WRITTEN REQUEST —
Pictures aside, quote the whole listing exactly.

--*--

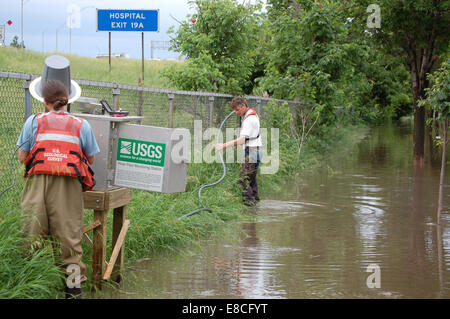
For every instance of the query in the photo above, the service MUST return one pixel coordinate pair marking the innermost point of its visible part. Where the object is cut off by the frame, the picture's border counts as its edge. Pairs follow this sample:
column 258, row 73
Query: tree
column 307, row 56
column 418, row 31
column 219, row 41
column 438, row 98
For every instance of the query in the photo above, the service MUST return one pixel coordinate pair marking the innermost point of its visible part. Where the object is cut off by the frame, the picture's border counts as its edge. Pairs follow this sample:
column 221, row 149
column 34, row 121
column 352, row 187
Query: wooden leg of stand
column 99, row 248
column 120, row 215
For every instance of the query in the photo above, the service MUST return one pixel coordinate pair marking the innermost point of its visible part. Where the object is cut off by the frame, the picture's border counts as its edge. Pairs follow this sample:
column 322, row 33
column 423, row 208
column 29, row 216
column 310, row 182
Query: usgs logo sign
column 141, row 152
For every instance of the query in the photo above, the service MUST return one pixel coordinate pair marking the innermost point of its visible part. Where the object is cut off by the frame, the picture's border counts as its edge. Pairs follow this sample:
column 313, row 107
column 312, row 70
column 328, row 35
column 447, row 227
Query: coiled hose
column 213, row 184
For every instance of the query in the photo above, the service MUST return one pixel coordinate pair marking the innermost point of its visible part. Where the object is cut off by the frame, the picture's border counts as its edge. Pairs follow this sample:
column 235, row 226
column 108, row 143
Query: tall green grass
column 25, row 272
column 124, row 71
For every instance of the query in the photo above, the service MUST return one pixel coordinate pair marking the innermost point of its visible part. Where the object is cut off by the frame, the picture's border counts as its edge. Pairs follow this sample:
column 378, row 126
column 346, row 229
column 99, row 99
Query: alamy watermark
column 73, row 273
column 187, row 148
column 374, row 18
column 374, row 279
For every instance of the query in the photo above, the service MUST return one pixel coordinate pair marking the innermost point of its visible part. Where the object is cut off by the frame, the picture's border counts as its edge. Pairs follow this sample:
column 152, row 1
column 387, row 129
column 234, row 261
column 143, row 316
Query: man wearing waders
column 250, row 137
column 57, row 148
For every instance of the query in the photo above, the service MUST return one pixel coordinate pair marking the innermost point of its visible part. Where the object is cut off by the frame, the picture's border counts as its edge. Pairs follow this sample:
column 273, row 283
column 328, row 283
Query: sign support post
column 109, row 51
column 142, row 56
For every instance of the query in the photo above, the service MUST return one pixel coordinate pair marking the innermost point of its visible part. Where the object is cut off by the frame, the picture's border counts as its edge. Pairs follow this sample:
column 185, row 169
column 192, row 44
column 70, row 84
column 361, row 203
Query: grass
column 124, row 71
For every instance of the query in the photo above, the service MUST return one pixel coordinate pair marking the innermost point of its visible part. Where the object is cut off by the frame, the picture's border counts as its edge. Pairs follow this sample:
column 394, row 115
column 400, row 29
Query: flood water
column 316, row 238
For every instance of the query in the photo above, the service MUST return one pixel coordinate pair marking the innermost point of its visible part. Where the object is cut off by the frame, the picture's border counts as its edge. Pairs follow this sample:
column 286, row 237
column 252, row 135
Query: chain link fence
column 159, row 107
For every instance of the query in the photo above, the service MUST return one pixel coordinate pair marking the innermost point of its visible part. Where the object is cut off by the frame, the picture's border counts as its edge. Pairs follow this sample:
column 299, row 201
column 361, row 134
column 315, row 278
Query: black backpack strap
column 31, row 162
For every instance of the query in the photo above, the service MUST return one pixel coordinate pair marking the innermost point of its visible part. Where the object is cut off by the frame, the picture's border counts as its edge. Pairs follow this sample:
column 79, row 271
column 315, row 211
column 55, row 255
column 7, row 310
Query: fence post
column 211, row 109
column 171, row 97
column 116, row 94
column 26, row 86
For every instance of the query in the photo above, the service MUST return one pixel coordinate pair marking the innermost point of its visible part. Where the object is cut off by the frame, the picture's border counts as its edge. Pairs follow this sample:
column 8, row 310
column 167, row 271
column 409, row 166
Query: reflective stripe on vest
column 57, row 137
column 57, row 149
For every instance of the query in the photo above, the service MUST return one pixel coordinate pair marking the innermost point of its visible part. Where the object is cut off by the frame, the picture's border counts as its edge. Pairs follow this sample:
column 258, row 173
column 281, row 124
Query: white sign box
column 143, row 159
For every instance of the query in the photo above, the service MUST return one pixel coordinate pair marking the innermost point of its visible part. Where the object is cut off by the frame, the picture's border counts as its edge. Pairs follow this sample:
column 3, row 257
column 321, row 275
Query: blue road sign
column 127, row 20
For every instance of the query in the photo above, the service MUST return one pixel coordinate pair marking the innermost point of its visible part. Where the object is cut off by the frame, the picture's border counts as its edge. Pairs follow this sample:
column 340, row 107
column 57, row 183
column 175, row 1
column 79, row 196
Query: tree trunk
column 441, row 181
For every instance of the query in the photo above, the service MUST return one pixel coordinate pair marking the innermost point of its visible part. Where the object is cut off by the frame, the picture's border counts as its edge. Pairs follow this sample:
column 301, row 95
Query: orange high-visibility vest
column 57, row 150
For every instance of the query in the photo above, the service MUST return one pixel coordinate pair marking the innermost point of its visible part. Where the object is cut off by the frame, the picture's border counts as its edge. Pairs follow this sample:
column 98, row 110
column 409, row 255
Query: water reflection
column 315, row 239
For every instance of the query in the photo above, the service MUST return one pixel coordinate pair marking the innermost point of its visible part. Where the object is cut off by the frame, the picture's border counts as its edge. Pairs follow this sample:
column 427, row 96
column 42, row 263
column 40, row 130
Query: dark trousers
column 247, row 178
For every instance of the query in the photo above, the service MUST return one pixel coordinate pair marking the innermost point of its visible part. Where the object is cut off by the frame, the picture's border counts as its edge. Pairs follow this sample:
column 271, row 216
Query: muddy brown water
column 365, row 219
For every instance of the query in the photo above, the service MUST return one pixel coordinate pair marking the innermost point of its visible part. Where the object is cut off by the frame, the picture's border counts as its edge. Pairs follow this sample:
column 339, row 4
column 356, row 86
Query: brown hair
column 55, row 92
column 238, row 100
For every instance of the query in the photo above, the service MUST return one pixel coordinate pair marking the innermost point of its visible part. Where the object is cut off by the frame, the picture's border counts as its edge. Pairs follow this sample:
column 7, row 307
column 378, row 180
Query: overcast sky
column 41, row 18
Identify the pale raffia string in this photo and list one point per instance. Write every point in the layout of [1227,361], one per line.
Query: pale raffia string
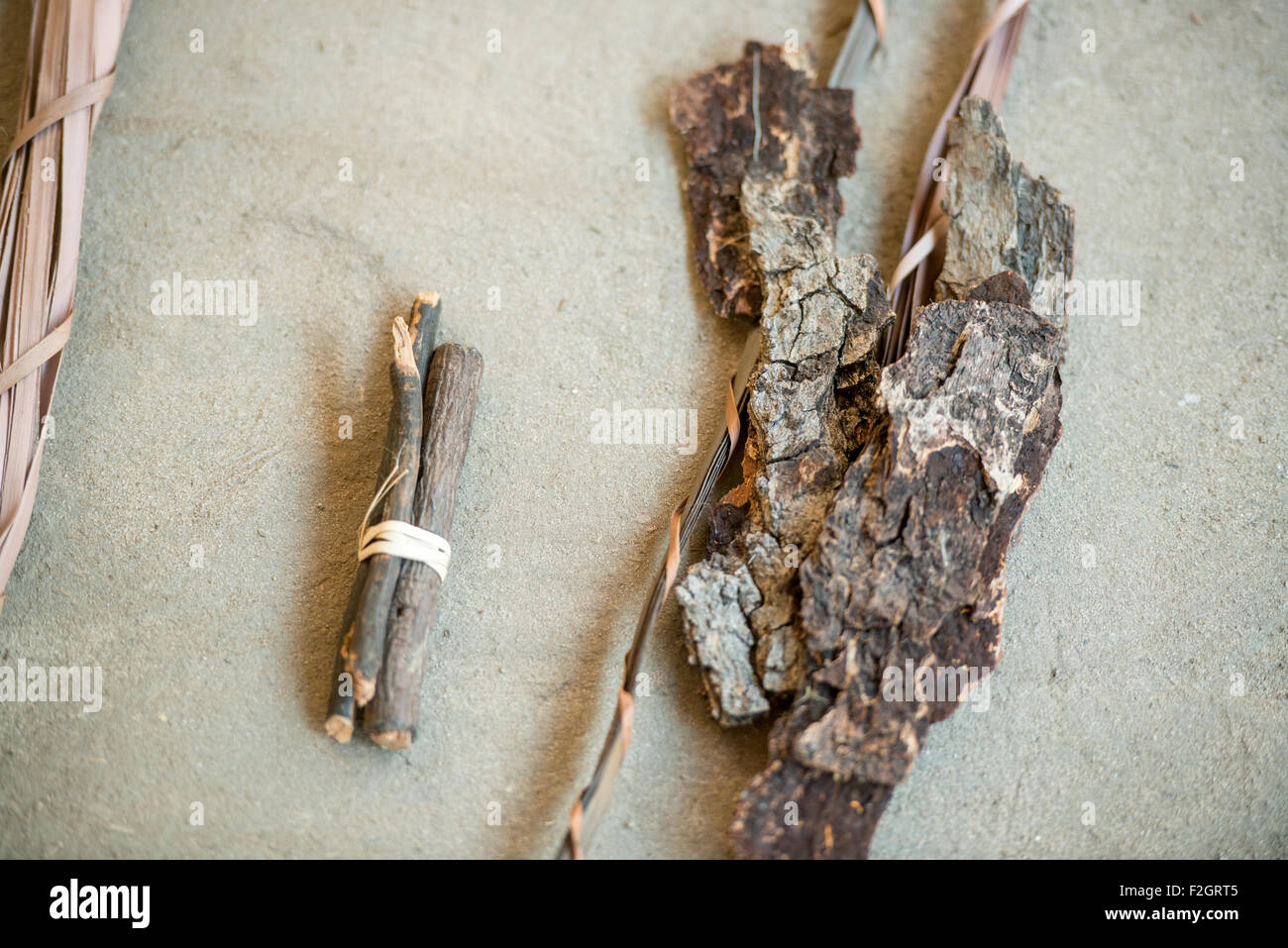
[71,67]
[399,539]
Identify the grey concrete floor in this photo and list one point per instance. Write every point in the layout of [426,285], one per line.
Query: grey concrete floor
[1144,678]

--*--

THE OUTPUT —
For every instance of the query in the photo above, the service MUST return one pixel coordinate pair marking the innermost point of its visible part. Where the object is cut off by the frame, the picture's border counts as its edge. Pairs follow this sample:
column 258, row 73
Query: tree
column 307, row 56
column 418, row 31
column 219, row 41
column 438, row 98
For every instance of the query in the photo above, the service MUST return one pixel coordinate pair marking the innermost point of its visible part. Where the object is cut off by the frame, the picture's border counts as its edge. Pairs follow this sample:
column 221, row 149
column 34, row 121
column 352, row 187
Query: wooden leg of stand
column 99, row 248
column 120, row 215
For every instance of the query in the photo above, the service MUST return one pixel coordinate pair marking the innermost point of its visible part. Where the object is cut off by the frame, the picture's border counts as its edge. Pairs follow this sample:
column 322, row 33
column 423, row 208
column 29, row 216
column 310, row 182
Query: usgs logo sign
column 141, row 152
For every instance of the query in the photo above, the service MUST return one pixel coordinate pair marking the innermost point of its visible part. Where the object is cut off by the frame, the picture's border counts as its edge. Pairs follow this sample:
column 313, row 107
column 312, row 70
column 328, row 35
column 447, row 227
Query: coiled hose
column 213, row 184
For every instance of the query in the photo above, the service MUST return one pixel coordinate pair marking the innermost point of its visible part. Where the object is cut off by the frame, the picture's border counts as its edge. Pairs follow this sample:
column 235, row 226
column 108, row 143
Query: tall green grass
column 25, row 272
column 124, row 71
For every instance of the query in the photo above, the service MUST return one pixel coordinate pair marking the innermost point of its visible part. Where the object is cut off by the frame, the picture's border counts as its edge. Pairs follow this sample:
column 378, row 126
column 346, row 229
column 99, row 99
Query: alamy watermark
column 73, row 273
column 187, row 148
column 374, row 18
column 374, row 279
For every instance of the query in the photo above, the service MUST return one pixel coordinate pair marking the innermost point of its visible part. Where the object is cut off by the frame, the picture's border counts as its edge. Pairs follow this sample:
column 152, row 1
column 387, row 129
column 234, row 261
column 143, row 316
Query: man wearing waders
column 250, row 137
column 57, row 148
For every instance of the query in the photo above, the service MUST return one pixel coordinate pair marking the innermost point of its visible part. Where the object is cut off by the frame, the picture's border counts as its edge. Pairs follow this sample:
column 273, row 283
column 328, row 283
Query: sign support post
column 109, row 51
column 142, row 56
For every instance of the query in the photo above, the service MUST return one pixel coordinate pair marking the innermost point of its visible part. Where the object is cut off by the frame, the picture's border counts as its edge. Pairs follow this sample:
column 185, row 169
column 192, row 44
column 70, row 84
column 361, row 203
Query: grass
column 124, row 71
For every instance of the query in the photo above, the service MUST return one pixel coordinate pair marking the innermost point of its visible part. Where the object is cut off by the frame, the picture's border counts as its edge. Pairs follow this sample:
column 394, row 115
column 400, row 29
Query: flood water
column 316, row 238
For every instance of the query in the photo above, the service MUST return one pixel coordinate pair marking the innermost point of its visible part. Where the object is cut off by the frame, the picture's border counts as its edge. Pairs follow this sample:
column 286, row 237
column 252, row 135
Query: chain link fence
column 159, row 107
For every instance of the query in the photo above, the service MUST return one pixel coordinate pair marking the innermost point of its visible part. Where the object is cut off by the frame, the picture's border counts as its edge. Pairs follow this sample:
column 299, row 201
column 361, row 134
column 315, row 278
Query: black backpack strap
column 31, row 162
For every instance of the query in the photo above, the service MUST return one pixel coordinate pair marking the innermost point of its visible part. Where the object is cut off by the frame, the picture's border counts as its edge. Pairs follow this sample:
column 79, row 271
column 315, row 211
column 55, row 255
column 7, row 310
Query: fence post
column 211, row 109
column 171, row 97
column 116, row 94
column 26, row 86
For every instance of the query in the photo above, the service MUST return one pixel coordinate pair marking the innermost point of its visible part. Where the object is cut off by the frame, the picture's border counts as its edge. Pairs follow this sample:
column 8, row 310
column 167, row 271
column 409, row 166
Query: reflective stripe on vest
column 57, row 137
column 57, row 149
For every instance of the query in the photo above, the service MUST return one pixel coordinate pair marking the innermost point of its visible part. Where the object is cut off by the frame, the picture's border counts as its edge. Pairs follow this sample:
column 258, row 173
column 281, row 124
Query: white sign box
column 143, row 159
For every instance of the query in the photo above, the service MUST return one pixel coordinate pair marking the innermost point of its visible part. Where the object is cut off by the frame, the picture's border counts as its edge. Pairs follow this sample:
column 3, row 257
column 321, row 275
Query: blue road sign
column 127, row 20
For every instance of the query in the photo above, the service MUST return one pixel coordinate pair marking the innermost point of its visible part. Where the object is cut off by the frame, the picture's border counts as its edge. Pairs follow this sample:
column 340, row 107
column 57, row 183
column 175, row 1
column 79, row 196
Query: tree trunk
column 441, row 181
For every instance of the query in the photo above, the service MUST return one pixel coordinate pair marking the innermost point of its visible part. Where the object is cut off by the frame, the picture's border counts as its edge. Pairs follow this sample:
column 301, row 95
Query: orange high-visibility vest
column 57, row 150
For every instance of the query in the photo above, the service MUST return one pixel coordinate pair marking the innermost point of its visible part. Where the object is cut off by the frame, the picture's border counts as its edge. Pairs follow this sample:
column 98, row 110
column 409, row 255
Query: water reflection
column 315, row 239
For every instance of the query in the photo above, the service MUST return one pixel coordinate pair marking the innermost point of its visible part. Where the object is cut off by the frame, the picture's border counts as its edge. Pairs follow this sample:
column 427, row 96
column 42, row 263
column 40, row 130
Query: dark trousers
column 247, row 178
For every instance of the query in the photo above, the service MUST return one pixel coordinate pair marking the innermost point of its visible part. Where the object is cut off by the frame, the picture's border counts as its edge. Pairs follow this sample:
column 271, row 216
Query: muddy brown water
column 365, row 219
For every instance of the query in the photo above, the service MUST return one pixel coordinate pair marking the innermost point of its visible part. Where the object is cut off by the frame, the picture's border counts as its edge. Pairs follow this sample:
column 339, row 4
column 356, row 86
Query: brown hair
column 55, row 92
column 238, row 100
For every instance of the query in the photo above, the service MUST return one pixel coordinate pair marking the innermost point of its visible part. Where the object is cut off by the frame, the picture's border counts as its edge. Pairs follow this sample:
column 7, row 307
column 378, row 180
Query: overcast sky
column 41, row 18
Identify the pale raffia string in this photo and list one point per instance. Write every point in the layout of [1227,361], one per line.
Query: pale raffia string
[71,67]
[399,539]
Identify the grey concrete floor in this photo and list one point per instance. Write every point in the layout of [426,285], one per line.
Query: grey concrete floor
[1144,678]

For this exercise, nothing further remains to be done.